Try it:
Transcribe, word for word, every record in the data below.

******

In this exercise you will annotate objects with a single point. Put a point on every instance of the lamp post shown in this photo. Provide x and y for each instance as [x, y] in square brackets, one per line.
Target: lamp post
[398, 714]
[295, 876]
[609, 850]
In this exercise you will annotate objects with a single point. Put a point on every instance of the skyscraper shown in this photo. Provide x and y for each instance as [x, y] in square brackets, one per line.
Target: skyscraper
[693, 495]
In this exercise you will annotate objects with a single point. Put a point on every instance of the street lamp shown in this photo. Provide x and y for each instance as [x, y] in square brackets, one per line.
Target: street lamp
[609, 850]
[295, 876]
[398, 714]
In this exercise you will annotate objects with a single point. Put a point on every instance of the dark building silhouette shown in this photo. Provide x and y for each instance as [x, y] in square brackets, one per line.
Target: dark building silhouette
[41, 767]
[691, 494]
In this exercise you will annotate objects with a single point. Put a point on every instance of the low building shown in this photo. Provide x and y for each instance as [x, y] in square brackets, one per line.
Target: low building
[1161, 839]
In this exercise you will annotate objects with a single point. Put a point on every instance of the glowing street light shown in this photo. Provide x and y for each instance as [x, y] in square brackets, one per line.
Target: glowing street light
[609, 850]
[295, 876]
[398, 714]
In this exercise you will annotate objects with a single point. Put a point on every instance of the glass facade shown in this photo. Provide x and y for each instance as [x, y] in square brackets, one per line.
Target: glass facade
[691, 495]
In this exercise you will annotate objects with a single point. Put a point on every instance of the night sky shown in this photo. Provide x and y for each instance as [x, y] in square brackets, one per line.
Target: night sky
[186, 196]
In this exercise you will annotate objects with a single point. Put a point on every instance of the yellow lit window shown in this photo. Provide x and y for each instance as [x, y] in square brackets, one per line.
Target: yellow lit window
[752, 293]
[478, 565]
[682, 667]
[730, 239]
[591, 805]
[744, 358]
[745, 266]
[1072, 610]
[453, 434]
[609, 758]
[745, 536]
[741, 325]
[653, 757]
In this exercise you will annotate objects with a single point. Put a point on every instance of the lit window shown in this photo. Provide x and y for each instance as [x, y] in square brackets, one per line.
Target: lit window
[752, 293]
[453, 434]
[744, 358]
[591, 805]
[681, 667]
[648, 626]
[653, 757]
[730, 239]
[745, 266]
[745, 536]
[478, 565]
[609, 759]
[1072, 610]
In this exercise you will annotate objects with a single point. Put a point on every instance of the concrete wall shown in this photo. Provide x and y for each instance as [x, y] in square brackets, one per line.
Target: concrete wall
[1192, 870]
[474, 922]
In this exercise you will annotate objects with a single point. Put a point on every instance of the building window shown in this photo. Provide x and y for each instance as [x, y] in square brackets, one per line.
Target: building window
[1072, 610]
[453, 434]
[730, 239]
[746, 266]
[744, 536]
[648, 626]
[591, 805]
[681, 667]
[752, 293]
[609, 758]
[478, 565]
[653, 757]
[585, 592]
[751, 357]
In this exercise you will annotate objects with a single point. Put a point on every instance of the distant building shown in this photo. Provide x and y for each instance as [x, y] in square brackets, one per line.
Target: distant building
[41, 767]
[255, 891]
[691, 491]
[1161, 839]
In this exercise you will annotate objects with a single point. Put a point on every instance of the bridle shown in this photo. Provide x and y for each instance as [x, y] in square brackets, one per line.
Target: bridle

******

Answer for the task:
In this exercise you will annotate objects with a single point. Put a point on every instance of the lamp post shown in this photo. Provide x and y for each instance as [x, y] in square brackets, one per line.
Target: lamp post
[398, 714]
[295, 876]
[609, 850]
In this exercise you will annotate objects with a single point. Put a point on every instance of the skyscraper shown in this photo. Provide x and y for each instance as [x, y] in square brackets, one per line.
Target: skyscraper
[693, 495]
In this exercise you will annotate objects with a single point. Put a point on every instance of the street lamp shown in this photo. Provide x and y for each instance as [x, y] in square brackets, one per line.
Target: street lamp
[609, 850]
[295, 876]
[398, 714]
In this exercise you will annotate objects with a single point. Put a point on every instance of the dark building silhouette shown in this photo. Provide x and y for each instance as [x, y] in square brackets, one per line.
Target: dark building silhouette
[41, 767]
[691, 494]
In this exercise you will annotate objects with a single point. Put a point on every instance of the low building shown in this photo. Provide x and y for each instance as [x, y] in square brackets, one per line.
Target: low building
[1161, 839]
In this exercise you will annotate objects with a single point. Put a point on every instance of the glowing street light shown in this photo. Provide x and y for each instance as [x, y] in square brackets, one per line.
Target: glowing street light
[609, 850]
[295, 876]
[398, 714]
In this exercise you will annotate objects with a single point. Put a point on every instance of the glass facade shown in this photo. Provide x and y for each instance as [x, y] in square brackets, one per line.
Target: glass facade
[691, 495]
In this exercise you will annotate objects with a single point. Put a point on every instance of the night sky shown in this photo. Provide x and y for each instance as [x, y] in square brackets, one per line.
Target: night sky
[186, 196]
In this exercise you will annotate objects with a single point. Put a point on every instance of the yellow lit window shown in this photo. Provide x and y for each instance as [x, y] in square brackets, one per line.
Target: yellow lit window
[752, 293]
[478, 565]
[682, 667]
[730, 239]
[591, 805]
[744, 358]
[745, 266]
[1072, 610]
[453, 434]
[609, 758]
[745, 536]
[741, 325]
[653, 757]
In this exercise you will annotate objects with a single point. Put a point on every instance of the lit window shown in this photo. Provide x and y for each instance as [x, y] in square brackets, one per line.
Target: lit window
[752, 293]
[453, 434]
[744, 358]
[591, 805]
[681, 667]
[648, 626]
[653, 757]
[730, 239]
[745, 266]
[745, 536]
[478, 565]
[609, 759]
[1072, 610]
In this exercise you will annotate objects with a single point. Put a point on every instance of the concrete wall shown in this photo. Provide x and y for each instance as [x, y] in square brackets, one per line.
Target: concrete wall
[1192, 870]
[474, 922]
In this exercise you will annotate objects with a single point. Put a point on every instance of the building window shown in this photo. Provide x and y for each instance as [x, y] in square brackets, one per line.
Target: building window
[1072, 610]
[453, 434]
[730, 239]
[746, 266]
[744, 536]
[648, 626]
[591, 805]
[681, 667]
[752, 293]
[609, 758]
[478, 565]
[653, 757]
[585, 592]
[751, 357]
In this exercise you will annotate objects with a single point. Put a point on every instance of the distant building shown in this photo. Provide x and y for each instance as [x, y] in square brackets, one per line.
Target: distant building
[41, 767]
[255, 891]
[691, 491]
[1161, 839]
In this exercise you will annotate objects with a single point. Put a point on every instance of the bridle shown in this photo. Provide x and y for each instance as [x, y] in square brackets, one per line.
Target: bridle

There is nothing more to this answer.